Task instructions -
**A)** Answer these questions from the text below on Uruguay's solar thermal energy law:
(i) What is the law's number?
(ii) Which ministry may ask industrial or agro-industrial enterprises for a feasibility study?
(iii) What share of a public building's total energy demand must hot water exceed for the building to fall under the obligation?
**B)** In two sentences, summarize the text below on Uruguay's solar thermal energy law.
**C)** From the text below on Uruguay's solar thermal energy law, reproduce the passage starting at "In October 2009, both" and ending at "the following table).".
== Selected extract ==
In October 2009, both the Chamber of Senators and the Chamber of Representatives of the Oriental Republic of Uruguay approved a far-reaching solar thermal energy law (Nº 18.585), which lays down several steps to further extend the solar obligation stipulated in it, with each step coming into effect after a certain time span (see details in the following table).
At first, the obligation applies only to health care facilities, hotels and sports clubs. At a later stage, it will be extended to also cover all public buildings whose share of hot water in the building’s total energy demand is above 20%. Article 7 of the law also allows the Ministry of Industry, Energy and Mines to ask industrial or agro-industrial enterprises for a feasibility study on the use of solar thermal preheating systems in their newly constructed buildings.
Ley Nº 18.585
Energίa Solar Térmica
|Increasing the use of solar thermal energy
|Date when law came into effect
|Approved on October 7 2009, regulations are expected to become effective as of June 2010
|Hotels, hospitals and sport clubs, public buildings
|The installation of solar thermal energy is progressing in the following steps:
After six months of promulgation of this law (from May 2010), building permits for health care facilities, hotels and sports clubs in which the planned hot water consumption is more than 20% of the total energy consumption shall only be authorized if the new structure includes the relevant pipes and works to facilitate the installation of solar water heaters at a later point in time.
===
== Input data ==
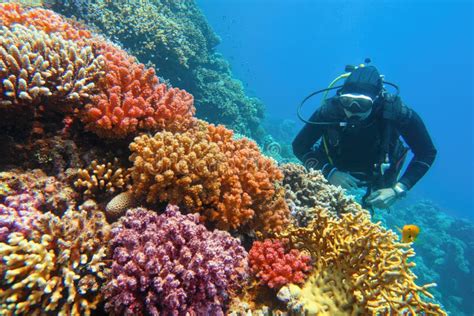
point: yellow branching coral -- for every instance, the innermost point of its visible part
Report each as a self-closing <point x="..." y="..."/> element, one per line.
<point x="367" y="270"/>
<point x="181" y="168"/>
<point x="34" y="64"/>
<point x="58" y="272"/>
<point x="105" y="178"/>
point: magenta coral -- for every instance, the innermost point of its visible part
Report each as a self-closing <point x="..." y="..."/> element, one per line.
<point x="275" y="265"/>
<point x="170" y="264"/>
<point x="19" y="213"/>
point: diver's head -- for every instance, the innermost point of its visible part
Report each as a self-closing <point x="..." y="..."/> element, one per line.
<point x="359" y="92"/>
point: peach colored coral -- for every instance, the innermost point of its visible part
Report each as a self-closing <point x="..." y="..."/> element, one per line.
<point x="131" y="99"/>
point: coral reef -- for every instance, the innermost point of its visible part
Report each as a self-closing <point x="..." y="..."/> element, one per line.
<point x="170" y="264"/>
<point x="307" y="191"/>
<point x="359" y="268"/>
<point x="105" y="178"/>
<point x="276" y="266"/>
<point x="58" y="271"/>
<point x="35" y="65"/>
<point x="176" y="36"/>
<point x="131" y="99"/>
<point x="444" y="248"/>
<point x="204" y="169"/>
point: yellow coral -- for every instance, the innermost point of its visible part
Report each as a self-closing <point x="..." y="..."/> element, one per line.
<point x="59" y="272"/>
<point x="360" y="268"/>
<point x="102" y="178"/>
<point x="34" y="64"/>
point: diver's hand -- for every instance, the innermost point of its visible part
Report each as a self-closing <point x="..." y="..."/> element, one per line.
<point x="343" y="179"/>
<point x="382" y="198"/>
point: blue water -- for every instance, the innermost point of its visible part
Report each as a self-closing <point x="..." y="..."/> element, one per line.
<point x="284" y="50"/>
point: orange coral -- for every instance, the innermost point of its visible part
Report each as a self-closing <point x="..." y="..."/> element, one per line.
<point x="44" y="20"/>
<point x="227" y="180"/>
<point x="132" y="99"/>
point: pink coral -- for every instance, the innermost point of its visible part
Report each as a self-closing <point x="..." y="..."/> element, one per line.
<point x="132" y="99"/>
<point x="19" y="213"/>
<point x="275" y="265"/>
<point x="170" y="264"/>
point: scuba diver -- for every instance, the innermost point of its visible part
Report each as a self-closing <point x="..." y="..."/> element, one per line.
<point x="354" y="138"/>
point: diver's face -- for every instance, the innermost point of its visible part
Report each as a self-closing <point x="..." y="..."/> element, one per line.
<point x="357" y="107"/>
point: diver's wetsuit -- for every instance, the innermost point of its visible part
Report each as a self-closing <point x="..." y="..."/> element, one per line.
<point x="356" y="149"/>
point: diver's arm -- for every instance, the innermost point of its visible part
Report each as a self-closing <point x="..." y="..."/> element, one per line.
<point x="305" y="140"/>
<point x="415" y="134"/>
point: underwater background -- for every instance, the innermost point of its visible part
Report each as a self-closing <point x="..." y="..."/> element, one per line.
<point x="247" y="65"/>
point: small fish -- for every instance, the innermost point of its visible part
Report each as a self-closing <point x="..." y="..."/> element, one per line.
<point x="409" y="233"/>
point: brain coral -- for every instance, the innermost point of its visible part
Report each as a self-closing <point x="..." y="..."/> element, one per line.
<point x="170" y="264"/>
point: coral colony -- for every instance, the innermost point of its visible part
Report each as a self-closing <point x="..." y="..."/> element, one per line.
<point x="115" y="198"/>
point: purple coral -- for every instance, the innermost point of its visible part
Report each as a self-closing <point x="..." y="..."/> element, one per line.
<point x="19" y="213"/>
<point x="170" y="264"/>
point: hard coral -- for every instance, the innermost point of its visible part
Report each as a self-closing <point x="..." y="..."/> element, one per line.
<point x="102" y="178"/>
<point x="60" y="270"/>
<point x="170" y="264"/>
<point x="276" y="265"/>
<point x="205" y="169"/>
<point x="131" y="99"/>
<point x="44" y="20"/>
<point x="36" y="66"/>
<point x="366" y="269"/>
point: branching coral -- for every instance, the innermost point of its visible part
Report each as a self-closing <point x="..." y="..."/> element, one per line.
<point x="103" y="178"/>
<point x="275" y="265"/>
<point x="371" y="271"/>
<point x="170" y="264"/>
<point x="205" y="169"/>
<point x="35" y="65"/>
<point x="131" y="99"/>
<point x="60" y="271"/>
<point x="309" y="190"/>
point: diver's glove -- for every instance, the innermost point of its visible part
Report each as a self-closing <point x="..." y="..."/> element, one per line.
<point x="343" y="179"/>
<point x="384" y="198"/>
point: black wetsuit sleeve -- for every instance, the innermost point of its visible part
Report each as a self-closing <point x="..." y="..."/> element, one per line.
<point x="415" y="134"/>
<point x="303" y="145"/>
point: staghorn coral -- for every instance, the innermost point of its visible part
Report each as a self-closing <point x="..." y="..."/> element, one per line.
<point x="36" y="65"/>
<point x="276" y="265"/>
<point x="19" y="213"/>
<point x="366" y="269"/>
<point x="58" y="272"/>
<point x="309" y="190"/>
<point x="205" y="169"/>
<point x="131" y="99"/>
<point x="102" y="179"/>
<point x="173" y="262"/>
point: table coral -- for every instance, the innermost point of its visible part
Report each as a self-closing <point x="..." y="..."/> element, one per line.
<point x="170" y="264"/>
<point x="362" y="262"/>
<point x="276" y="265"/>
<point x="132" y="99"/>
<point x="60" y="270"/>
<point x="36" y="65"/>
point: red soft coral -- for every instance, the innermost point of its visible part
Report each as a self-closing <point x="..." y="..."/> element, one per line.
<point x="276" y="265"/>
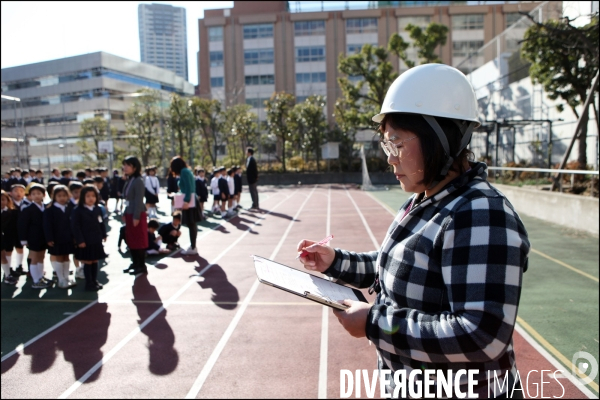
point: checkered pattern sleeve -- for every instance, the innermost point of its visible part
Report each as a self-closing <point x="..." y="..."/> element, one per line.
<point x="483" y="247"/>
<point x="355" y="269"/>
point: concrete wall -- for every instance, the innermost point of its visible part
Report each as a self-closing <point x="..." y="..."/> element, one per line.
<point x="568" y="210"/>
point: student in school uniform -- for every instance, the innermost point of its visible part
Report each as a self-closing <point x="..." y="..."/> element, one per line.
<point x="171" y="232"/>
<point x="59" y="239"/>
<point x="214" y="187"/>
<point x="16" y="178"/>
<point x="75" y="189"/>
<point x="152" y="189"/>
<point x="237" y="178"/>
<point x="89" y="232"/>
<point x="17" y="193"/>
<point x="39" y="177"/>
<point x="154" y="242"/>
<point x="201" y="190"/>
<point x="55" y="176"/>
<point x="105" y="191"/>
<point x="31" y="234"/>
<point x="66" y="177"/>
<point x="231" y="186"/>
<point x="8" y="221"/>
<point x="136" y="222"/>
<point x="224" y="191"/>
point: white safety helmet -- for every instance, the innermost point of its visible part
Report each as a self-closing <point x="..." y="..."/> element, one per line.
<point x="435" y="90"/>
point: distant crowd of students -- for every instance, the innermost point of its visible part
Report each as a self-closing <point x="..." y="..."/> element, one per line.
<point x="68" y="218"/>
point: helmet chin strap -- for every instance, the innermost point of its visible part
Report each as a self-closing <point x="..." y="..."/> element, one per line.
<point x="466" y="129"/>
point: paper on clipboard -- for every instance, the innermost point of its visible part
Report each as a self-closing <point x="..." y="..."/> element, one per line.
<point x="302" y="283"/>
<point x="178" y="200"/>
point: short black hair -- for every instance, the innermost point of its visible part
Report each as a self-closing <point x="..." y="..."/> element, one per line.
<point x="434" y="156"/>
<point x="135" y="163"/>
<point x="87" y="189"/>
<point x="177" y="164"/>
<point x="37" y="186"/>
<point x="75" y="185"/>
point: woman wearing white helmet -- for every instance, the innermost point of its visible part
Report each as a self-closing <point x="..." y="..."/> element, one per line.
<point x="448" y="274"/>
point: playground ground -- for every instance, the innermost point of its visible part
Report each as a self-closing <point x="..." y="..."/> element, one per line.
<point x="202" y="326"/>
===
Response list -
**A)**
(i) Nº 18.585
(ii) The Ministry of Industry, Energy and Mines
(iii) Above 20%

**B)** In October 2009, both chambers of Uruguay's legislature approved solar thermal energy law Nº 18.585, which extends its solar obligation in several steps over time. The obligation first covers health care facilities, hotels and sports clubs and will later cover public buildings whose hot water share of total energy demand is above 20%, while the Ministry of Industry, Energy and Mines may ask industrial or agro-industrial enterprises for feasibility studies on solar thermal preheating.

**C)**
In October 2009, both the Chamber of Senators and the Chamber of Representatives of the Oriental Republic of Uruguay approved a far-reaching solar thermal energy law (Nº 18.585), which lays down several steps to further extend the solar obligation stipulated in it, with each step coming into effect after a certain time span (see details in the following table).